Exercices à traiter:
• A. Résumez en deux phrases ce compte rendu du premier roman de Maryam Madjidi.
• B. Recopiez, s'il vous plaît, le passage du compte rendu qui commence aux mots « J’avais pourtant quelques » et s'arrête après « pas franchement convaincue... ».

Voilà ! C’est pour tomber sur ce genre de divine surprise que je lis des livres ! Pour éprouver ce délicieux frisson à la découverte de pages pleines de grâce. Car c’est sans doute le terme qui convient le mieux pour qualifier ce premier roman d’une jeune auteure française d’origine iranienne.



J’avais pourtant quelques craintes en l’ouvrant. Car sur le thème de l’exil provoqué par la révolution iranienne et la découverte de la langue et de la culture françaises qui en découlent, une certaine Abnousse Shalmani avait précédé Maryam Madjidi avec un époustouflant Khomeiny, Sade et moi, faisant ainsi de l’ombre à Negar Djavadi, qui s’aventurait à son tour sur les mêmes terres avec un Désorientale (ne cherchez pas de billet, je n’en avais pas écrit) qui, malgré le battage médiatique, ne m’avait pas franchement convaincue...



Mais Maryam Madjidi possède une voix bien à elle. Elle nous propose un récit original, à la fois tendre et incisif, plein d’humour et de sensibilité, offrant un éclairage subtil sur le rapport ambivalent qu’un individu contraint de quitter son pays entretient avec ses racines et avec sa culture d’accueil, l’écartèlement entre un monde resté derrière lui et celui au sein duquel il essaie de se faire une place.

En choisissant de juxtaposer une ribambelle de souvenirs - réels ou imaginaires, peu importe - elle compose un tableau plein de vie et empreint d’émotion. Par la brièveté de ses saynètes qui finissent par dérouler le fil de toute une existence, elle donne à voir la complexité des sentiments et touche son lecteur en plein coeur.

Elle alterne souvenirs graves et anecdotes légères, elle se glisse dans la peau de la petite fille qu'elle a été avant de retrouver sa voix d'adulte, elle mêle récit et dialogues, passé et présent avec maestria, imprimant ainsi à son texte un rythme virevoltant par lequel on se laisse prendre avec délices.

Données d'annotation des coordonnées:
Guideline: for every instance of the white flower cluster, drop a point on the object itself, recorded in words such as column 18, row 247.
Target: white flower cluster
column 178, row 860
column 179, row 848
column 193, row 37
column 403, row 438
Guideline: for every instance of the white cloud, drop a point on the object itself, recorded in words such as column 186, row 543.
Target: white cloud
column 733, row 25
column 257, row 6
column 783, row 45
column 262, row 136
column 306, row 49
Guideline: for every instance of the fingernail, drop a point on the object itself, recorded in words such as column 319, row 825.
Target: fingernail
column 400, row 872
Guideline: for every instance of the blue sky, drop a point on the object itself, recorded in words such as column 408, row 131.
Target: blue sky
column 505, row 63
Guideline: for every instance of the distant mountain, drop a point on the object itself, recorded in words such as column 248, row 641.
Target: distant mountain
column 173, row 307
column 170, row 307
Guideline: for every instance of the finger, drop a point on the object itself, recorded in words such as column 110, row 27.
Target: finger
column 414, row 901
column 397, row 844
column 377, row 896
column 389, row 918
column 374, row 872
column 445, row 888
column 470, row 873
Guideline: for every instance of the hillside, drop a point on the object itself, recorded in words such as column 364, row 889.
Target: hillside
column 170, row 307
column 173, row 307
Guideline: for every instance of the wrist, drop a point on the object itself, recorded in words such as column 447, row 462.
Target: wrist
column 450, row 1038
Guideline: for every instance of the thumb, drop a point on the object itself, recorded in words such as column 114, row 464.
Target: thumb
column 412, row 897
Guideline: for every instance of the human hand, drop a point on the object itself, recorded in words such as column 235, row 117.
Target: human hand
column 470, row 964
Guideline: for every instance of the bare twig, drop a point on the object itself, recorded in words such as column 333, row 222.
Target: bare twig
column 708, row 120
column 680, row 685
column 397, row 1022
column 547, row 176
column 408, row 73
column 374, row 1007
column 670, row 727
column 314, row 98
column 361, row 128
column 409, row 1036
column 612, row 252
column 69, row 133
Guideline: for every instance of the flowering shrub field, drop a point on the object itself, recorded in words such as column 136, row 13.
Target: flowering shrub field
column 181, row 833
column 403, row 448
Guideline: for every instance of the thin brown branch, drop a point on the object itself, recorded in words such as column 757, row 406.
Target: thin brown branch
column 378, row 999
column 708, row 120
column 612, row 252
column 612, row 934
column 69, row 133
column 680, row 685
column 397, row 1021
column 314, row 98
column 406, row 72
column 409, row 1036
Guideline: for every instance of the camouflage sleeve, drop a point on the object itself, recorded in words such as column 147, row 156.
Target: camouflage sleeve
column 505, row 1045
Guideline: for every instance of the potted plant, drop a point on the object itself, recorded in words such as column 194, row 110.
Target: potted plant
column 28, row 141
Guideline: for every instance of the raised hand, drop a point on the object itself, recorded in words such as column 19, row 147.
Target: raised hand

Réponses attendues:
• A. Ce compte rendu salue le premier roman de Maryam Madjidi, jeune auteure française d'origine iranienne, qui aborde l'exil provoqué par la révolution iranienne et la découverte de la langue et de la culture françaises, un thème déjà traité par Abnousse Shalmani et Negar Djavadi. Malgré les craintes du départ, il reconnaît à l'auteure une voix bien à elle et loue un récit tendre, incisif et plein d'humour, fait de courts souvenirs juxtaposés et porté par un rythme virevoltant.

• B.
J’avais pourtant quelques craintes en l’ouvrant. Car sur le thème de l’exil provoqué par la révolution iranienne et la découverte de la langue et de la culture françaises qui en découlent, une certaine Abnousse Shalmani avait précédé Maryam Madjidi avec un époustouflant Khomeiny, Sade et moi, faisant ainsi de l’ombre à Negar Djavadi, qui s’aventurait à son tour sur les mêmes terres avec un Désorientale (ne cherchez pas de billet, je n’en avais pas écrit) qui, malgré le battage médiatique, ne m’avait pas franchement convaincue...